## What you have to do:
List every line of the data below that contains the word "white".

Rows from a dataset
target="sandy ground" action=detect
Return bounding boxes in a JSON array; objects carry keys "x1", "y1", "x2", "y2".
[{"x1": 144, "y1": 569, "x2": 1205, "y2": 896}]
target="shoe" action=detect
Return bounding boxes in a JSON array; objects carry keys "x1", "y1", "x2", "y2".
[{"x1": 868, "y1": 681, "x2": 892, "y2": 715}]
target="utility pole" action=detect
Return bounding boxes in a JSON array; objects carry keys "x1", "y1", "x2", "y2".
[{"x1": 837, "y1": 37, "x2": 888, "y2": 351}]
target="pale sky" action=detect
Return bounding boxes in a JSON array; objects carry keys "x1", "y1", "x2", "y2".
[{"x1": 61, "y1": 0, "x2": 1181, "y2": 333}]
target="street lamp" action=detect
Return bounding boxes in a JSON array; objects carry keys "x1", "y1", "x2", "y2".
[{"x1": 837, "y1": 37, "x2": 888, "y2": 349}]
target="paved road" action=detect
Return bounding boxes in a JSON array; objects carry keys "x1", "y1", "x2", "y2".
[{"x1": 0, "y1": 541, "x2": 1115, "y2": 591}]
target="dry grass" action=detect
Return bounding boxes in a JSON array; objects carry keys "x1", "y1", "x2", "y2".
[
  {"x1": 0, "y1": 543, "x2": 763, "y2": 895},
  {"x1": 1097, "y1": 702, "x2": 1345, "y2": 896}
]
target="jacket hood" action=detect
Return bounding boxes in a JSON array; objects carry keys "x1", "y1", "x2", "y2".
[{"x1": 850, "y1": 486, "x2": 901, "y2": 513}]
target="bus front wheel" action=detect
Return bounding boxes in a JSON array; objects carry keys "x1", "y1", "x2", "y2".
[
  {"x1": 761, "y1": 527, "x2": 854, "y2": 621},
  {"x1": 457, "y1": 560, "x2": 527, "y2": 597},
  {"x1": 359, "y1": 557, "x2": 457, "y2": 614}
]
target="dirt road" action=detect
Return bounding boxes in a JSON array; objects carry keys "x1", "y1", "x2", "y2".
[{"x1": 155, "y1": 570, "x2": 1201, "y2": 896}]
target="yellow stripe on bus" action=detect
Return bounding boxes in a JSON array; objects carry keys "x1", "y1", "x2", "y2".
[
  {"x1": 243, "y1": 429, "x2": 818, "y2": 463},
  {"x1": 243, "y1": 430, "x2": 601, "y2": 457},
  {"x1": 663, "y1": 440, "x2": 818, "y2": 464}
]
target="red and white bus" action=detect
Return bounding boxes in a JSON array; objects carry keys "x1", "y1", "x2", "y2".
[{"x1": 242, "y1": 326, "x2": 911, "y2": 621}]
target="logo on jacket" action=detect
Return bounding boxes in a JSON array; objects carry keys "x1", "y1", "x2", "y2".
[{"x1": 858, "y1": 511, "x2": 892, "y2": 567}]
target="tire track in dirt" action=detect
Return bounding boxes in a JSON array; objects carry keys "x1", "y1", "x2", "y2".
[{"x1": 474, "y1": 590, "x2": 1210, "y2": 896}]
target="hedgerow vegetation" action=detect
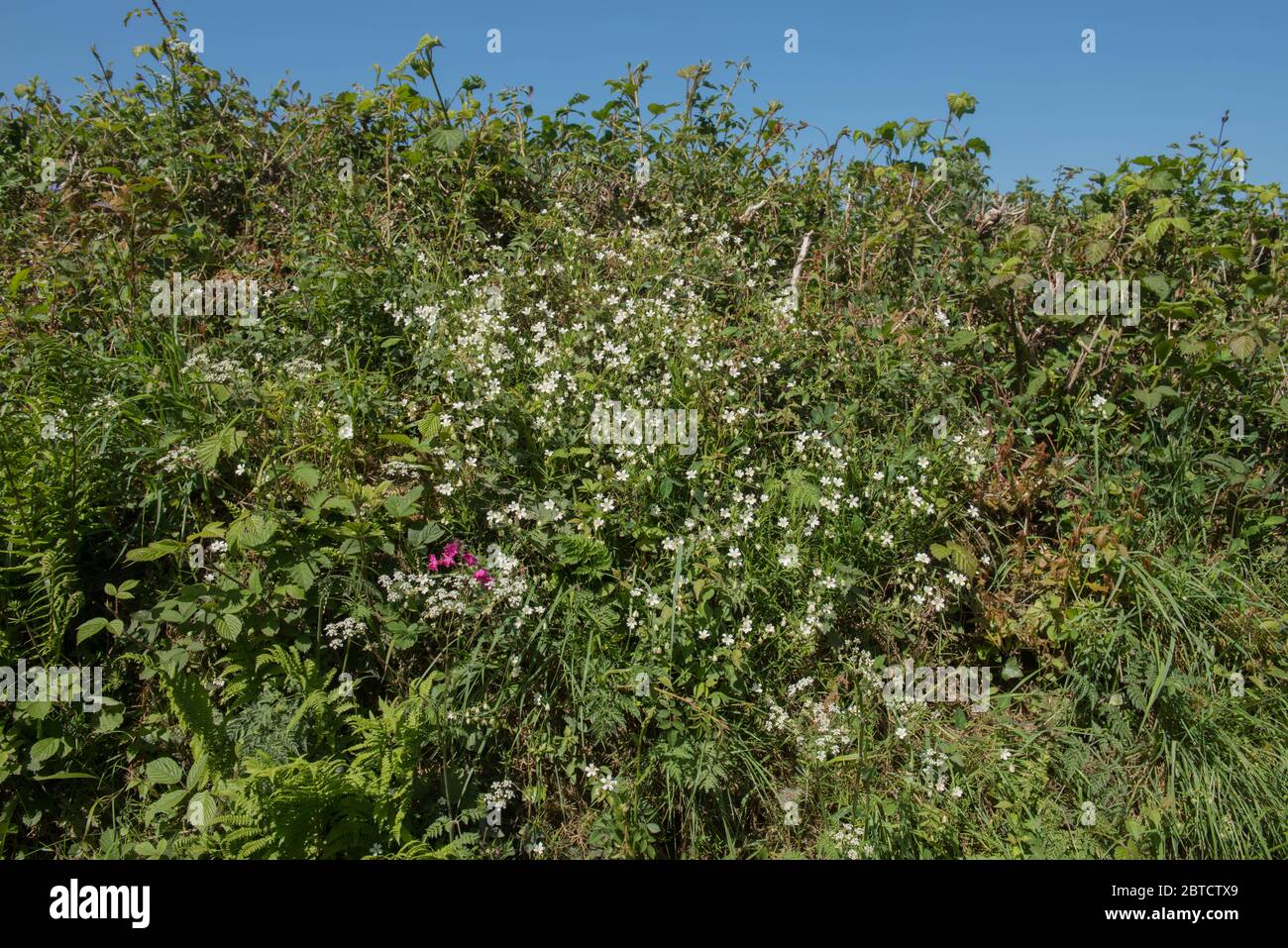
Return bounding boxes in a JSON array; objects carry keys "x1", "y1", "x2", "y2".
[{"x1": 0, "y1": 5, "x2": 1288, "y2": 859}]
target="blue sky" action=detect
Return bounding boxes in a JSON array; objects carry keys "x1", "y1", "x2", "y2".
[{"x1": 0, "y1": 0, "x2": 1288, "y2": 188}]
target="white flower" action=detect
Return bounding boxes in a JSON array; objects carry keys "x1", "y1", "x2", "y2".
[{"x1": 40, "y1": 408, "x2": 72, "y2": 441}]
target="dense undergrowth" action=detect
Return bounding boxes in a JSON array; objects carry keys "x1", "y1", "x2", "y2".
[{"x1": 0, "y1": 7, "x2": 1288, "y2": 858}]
* * *
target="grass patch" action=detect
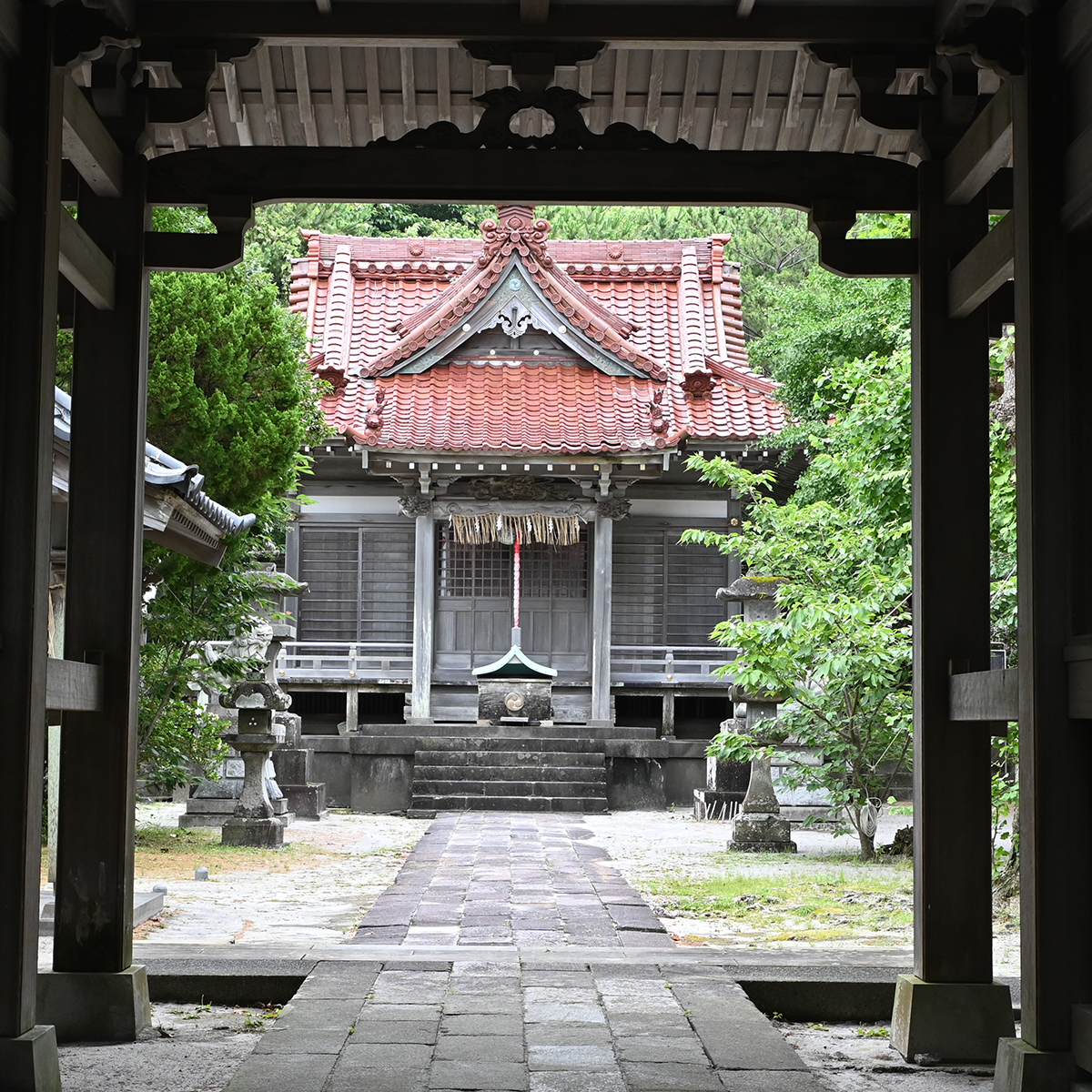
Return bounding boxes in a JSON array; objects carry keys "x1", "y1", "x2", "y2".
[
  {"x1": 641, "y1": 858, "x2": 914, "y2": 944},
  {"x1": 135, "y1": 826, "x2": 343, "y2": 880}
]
--
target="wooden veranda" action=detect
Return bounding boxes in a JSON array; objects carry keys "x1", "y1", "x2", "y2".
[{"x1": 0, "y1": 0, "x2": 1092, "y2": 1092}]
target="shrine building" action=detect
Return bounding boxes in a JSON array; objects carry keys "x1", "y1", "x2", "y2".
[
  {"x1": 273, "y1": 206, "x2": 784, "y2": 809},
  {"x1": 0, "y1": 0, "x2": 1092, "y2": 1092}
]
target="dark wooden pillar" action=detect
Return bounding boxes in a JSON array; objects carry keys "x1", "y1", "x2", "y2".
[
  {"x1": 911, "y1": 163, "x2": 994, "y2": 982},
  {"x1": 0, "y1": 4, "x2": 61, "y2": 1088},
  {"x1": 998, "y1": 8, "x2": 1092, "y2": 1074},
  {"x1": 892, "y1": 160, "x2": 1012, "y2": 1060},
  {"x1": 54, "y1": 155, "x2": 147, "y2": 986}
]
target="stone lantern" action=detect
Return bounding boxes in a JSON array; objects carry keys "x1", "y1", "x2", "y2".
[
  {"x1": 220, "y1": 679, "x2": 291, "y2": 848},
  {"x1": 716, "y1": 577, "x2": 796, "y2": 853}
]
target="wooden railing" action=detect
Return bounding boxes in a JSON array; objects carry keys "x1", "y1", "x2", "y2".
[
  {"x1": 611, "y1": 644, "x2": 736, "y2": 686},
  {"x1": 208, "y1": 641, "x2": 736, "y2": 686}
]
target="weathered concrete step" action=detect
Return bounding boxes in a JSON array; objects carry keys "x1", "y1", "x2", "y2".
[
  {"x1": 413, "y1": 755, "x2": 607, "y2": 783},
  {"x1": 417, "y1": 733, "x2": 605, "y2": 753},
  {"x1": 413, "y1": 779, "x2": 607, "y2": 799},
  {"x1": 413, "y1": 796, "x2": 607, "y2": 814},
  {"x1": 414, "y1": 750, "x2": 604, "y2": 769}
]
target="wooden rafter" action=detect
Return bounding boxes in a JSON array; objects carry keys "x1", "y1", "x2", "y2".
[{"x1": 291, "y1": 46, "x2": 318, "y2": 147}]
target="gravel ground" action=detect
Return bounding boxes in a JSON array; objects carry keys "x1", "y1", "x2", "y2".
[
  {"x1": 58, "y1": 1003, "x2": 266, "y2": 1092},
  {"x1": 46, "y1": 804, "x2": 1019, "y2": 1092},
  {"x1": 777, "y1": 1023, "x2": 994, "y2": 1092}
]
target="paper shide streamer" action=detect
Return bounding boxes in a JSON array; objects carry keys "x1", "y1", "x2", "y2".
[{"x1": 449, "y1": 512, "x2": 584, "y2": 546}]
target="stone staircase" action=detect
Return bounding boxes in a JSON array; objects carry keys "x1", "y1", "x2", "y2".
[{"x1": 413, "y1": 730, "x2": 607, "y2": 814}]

## Task solution:
target="red and white bus" action=detect
target="white flower" action=detect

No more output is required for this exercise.